#### PASSAGE TO READ ####

National Tree Week offers an overdue opportunity to debunk such sanctimonious nonsense. The rich countries are still more sinners than saints with respect to trees. Europe's few surviving ancient woodlands are still being chopped down. Much replanting is monoculture: single species woodland that bears little resemblance to natural forests whose variety was ideal for flora and fauna. Pollution is being blamed for premature defoliation.
Britain, having lost great swaths of old growth forest in this century, has yet to develop a state grant regime that encourages planting of diverse species. As far as trees are concerned, this country is one of the most barren in Europe.
In Siberia and Russia a logging boom is under way as US, Japanese and South Korean timber companies rush to clear vast forests. Deforestation threatens a treescape that is believed to soak up 10 per cent of human-made carbon dioxide emissions every year. Where areas of permafrost are denuded, the land tends to warm up, leaving behind boggy terrain that is difficult to reafforest. The release of methane from previously frozen ground contributes to global warming.

#### RECORDS SHOWN ####

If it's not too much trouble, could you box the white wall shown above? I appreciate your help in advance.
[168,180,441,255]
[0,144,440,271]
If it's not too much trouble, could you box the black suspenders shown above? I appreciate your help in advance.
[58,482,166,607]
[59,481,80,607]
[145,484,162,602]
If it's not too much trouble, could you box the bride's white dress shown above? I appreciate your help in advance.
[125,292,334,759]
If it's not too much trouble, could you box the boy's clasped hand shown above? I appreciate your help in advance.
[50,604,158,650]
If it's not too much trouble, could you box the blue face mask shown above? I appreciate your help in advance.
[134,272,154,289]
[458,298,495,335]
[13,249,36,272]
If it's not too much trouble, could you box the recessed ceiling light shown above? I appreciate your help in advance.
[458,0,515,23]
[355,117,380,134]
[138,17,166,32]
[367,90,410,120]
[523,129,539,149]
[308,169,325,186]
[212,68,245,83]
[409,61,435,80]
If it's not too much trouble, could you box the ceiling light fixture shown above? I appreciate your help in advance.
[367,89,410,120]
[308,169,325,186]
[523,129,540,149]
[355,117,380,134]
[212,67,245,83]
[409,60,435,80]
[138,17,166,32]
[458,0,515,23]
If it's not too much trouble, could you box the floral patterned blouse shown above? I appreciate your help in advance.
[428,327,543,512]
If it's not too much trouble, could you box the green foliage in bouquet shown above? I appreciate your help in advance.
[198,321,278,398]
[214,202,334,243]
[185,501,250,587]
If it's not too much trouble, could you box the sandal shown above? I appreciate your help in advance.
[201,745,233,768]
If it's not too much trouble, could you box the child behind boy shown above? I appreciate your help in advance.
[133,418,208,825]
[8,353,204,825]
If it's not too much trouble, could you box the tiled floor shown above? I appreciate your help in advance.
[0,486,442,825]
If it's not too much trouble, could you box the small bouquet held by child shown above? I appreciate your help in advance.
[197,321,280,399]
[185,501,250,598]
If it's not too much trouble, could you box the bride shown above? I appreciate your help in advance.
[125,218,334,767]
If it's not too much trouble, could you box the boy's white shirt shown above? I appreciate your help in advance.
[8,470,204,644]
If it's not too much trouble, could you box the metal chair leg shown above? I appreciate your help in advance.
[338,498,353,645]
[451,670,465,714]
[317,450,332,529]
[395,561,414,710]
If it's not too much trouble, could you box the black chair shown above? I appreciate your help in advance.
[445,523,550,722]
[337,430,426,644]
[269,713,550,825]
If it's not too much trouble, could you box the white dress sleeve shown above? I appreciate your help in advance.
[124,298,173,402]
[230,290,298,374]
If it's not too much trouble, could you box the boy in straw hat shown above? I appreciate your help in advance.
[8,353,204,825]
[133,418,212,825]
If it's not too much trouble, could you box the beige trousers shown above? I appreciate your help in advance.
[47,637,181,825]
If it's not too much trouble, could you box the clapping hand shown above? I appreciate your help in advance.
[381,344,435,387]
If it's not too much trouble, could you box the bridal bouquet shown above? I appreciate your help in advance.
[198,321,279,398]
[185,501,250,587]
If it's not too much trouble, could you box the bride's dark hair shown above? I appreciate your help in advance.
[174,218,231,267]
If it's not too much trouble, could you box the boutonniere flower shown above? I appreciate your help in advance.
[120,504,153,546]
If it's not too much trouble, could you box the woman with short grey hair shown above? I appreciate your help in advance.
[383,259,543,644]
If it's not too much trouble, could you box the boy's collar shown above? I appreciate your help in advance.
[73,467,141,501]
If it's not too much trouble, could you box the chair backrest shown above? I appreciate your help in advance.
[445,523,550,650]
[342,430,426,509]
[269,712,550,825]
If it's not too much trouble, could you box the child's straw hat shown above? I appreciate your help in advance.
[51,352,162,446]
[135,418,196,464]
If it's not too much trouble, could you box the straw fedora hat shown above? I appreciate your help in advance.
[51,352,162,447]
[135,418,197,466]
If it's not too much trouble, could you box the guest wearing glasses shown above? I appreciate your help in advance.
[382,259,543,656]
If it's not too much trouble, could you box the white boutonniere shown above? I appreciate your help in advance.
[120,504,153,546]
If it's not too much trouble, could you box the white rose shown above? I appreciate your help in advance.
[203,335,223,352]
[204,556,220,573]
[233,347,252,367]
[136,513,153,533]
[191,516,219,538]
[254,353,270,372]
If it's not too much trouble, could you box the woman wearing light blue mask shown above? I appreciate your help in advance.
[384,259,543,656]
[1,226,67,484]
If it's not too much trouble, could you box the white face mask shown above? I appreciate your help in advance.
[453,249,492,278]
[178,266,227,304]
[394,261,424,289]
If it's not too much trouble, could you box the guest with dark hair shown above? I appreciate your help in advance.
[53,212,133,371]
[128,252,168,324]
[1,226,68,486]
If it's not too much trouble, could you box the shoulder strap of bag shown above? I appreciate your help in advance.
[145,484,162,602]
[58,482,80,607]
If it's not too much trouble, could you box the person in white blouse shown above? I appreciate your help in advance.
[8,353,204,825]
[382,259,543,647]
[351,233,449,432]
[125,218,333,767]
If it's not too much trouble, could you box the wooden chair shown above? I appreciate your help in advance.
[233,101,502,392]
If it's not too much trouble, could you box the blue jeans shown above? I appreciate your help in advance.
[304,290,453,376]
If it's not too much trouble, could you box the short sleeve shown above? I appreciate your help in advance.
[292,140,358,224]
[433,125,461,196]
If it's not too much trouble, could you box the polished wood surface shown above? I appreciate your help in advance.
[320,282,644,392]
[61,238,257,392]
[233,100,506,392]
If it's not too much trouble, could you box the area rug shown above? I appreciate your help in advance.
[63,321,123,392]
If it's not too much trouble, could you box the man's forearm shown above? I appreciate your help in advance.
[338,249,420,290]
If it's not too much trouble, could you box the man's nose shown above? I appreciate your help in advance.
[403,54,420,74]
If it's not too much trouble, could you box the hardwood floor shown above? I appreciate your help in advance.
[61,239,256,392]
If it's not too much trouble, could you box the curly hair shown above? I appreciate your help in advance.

####

TASK 1: Please copy the passage on trees word for word, starting at "In Siberia and" and ending at "to global warming.".
TASK 2: Which nationalities of timber companies does the passage on trees name? List all of them.
TASK 3: Go on with the passage on trees from the point where it stops.

WRITTEN REPLY 1:
In Siberia and Russia a logging boom is under way as US, Japanese and South Korean timber companies rush to clear vast forests. Deforestation threatens a treescape that is believed to soak up 10 per cent of human-made carbon dioxide emissions every year. Where areas of permafrost are denuded, the land tends to warm up, leaving behind boggy terrain that is difficult to reafforest. The release of methane from previously frozen ground contributes to global warming.

WRITTEN REPLY 2: US, Japanese, South Korean

WRITTEN REPLY 3:
Nor has the United States offered much example to countries in the poor southern half of its continent. The first English settlers may have marvelled at smelling the great pine forests from 100 miles offshore, but they cleared almost all the old growth except on the Pacific coast - and the Eighties saw even those survivors endangered.
So it was the height of hypocrisy for Western governments to demand at last year's Rio summit that developing countries introduce sustainable forestry management by the year 2000. This will simply not happen until rich nations cease destroying their own native forests and those of other countries. We in Britain should use National Tree Week as a chance to engage in a little soul-searching.